Text for analysis:
PGH Bricks is demonstrating its commitment to environmentally sustainable manufacturing by utilising clay waste from Melbourne's Parkville tunnel project. The raw material will be converted into new bricks, made predominantly for residential construction, at the business' Thomastown facility located in Victoria.
"We are very committed to recycling this type of material as much as possible. Not only is it better for the environment – reusing waste rather than sending it to landfill – there's also the social benefit of its use to build homes for new residents in the suburbs of Melbourne," says Andrew Peachey, regional general manager Vic for PGH Bricks and Pavers.
"Normally we would extract this clay from our own quarry, so recycling waste from construction sites also serves to provide longevity at our facility and continuity of work for everyone employed there," adds Peachey.
To make way for the new underground Parkville Station (one of five stations being built as part of the $11 billion Metro Tunnel Project) an equivalent of 80 Olympic-sized swimming pools worth of land will be excavated, translating to a monumental number of bricks.

Task set:
1) Decide whether each statement below agrees with the passage on PGH Bricks. Answer yes or no for each, quoting the deciding words of the passage.
(a) The new bricks will be made at a facility in Thomastown.
(b) Parkville Station is one of seven stations being built for the Metro Tunnel Project.
(c) PGH Bricks would normally extract this clay from its own quarry.
2) Rewrite the part of the passage on PGH Bricks starting at "PGH Bricks is" and ending at "Bricks and Pavers.", putting "houses" in place of "homes".
3) Carry the passage on PGH Bricks further, beginning after its last sentence.

Supplied material:
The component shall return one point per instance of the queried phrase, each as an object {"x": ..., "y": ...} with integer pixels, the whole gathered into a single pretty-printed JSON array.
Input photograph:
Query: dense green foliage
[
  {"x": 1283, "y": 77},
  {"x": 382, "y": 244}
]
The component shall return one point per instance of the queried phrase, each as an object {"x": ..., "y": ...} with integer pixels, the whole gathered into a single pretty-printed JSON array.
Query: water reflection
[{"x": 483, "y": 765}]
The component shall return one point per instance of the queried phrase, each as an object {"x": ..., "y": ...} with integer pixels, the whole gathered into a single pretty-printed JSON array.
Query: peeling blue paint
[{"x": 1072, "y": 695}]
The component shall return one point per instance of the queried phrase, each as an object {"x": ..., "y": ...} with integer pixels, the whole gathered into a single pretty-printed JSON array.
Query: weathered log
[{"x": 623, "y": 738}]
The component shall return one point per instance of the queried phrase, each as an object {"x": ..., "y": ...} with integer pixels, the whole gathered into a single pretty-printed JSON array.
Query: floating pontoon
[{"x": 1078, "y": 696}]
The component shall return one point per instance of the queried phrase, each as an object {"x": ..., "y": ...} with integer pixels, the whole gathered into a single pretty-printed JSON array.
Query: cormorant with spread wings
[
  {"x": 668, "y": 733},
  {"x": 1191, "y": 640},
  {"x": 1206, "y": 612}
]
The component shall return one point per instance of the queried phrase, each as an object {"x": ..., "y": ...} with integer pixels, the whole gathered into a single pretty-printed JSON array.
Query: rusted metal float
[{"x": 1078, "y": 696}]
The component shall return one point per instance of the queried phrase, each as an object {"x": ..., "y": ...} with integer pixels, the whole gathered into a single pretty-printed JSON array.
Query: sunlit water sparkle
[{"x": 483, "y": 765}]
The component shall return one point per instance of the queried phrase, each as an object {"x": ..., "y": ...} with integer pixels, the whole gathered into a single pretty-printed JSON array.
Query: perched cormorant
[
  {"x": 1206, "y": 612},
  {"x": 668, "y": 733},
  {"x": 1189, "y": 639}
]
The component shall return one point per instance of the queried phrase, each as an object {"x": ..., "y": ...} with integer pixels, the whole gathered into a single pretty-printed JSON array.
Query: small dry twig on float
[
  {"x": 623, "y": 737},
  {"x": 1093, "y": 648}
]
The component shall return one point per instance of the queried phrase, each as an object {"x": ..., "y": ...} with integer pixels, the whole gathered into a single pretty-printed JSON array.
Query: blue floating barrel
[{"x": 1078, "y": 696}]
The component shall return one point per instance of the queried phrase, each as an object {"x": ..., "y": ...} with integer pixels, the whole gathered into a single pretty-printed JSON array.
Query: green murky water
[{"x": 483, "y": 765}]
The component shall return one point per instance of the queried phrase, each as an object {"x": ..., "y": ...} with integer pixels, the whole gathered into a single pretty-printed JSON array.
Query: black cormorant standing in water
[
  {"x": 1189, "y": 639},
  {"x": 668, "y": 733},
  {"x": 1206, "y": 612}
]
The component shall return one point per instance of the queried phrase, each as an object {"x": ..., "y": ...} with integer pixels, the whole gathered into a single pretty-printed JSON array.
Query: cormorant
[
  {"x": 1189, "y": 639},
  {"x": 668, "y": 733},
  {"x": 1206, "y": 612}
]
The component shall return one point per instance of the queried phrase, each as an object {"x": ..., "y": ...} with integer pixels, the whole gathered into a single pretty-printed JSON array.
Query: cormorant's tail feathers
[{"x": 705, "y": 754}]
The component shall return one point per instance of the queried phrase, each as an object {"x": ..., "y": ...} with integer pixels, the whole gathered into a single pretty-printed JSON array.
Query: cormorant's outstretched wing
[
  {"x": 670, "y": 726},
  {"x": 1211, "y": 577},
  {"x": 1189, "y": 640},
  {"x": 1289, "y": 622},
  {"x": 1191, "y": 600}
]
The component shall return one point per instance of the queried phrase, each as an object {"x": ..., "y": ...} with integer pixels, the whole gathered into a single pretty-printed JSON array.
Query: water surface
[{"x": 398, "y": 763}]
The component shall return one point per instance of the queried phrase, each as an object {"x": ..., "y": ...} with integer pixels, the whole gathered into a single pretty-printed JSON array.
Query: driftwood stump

Task results:
1)
(a) Yes: "at the business' Thomastown facility located in Victoria"
(b) No: "one of five stations being built as part of the $11 billion Metro Tunnel Project"
(c) Yes: "Normally we would extract this clay from our own quarry"

2)
PGH Bricks is demonstrating its commitment to environmentally sustainable manufacturing by utilising clay waste from Melbourne's Parkville tunnel project. The raw material will be converted into new bricks, made predominantly for residential construction, at the business' Thomastown facility located in Victoria.
"We are very committed to recycling this type of material as much as possible. Not only is it better for the environment – reusing waste rather than sending it to landfill – there's also the social benefit of its use to build houses for new residents in the suburbs of Melbourne," says Andrew Peachey, regional general manager Vic for PGH Bricks and Pavers.

3)
"There are three stages planned for this project. The first stage will equate to 300,000 tonnes of clay, which can produce up to 10 million bricks," says Peachey. "Then there are another two potential stages that consist of an additional 900,000 tonnes combined. That's another 30 million bricks."
Work on the new site began on Monday 14 January 2019 below Grattan Street, between Leicester Street and Royal Parade. Despite the excavation inevitably causing some disruption, the Victorian Government is working closely with neighbouring hospitals and universities to minimise this.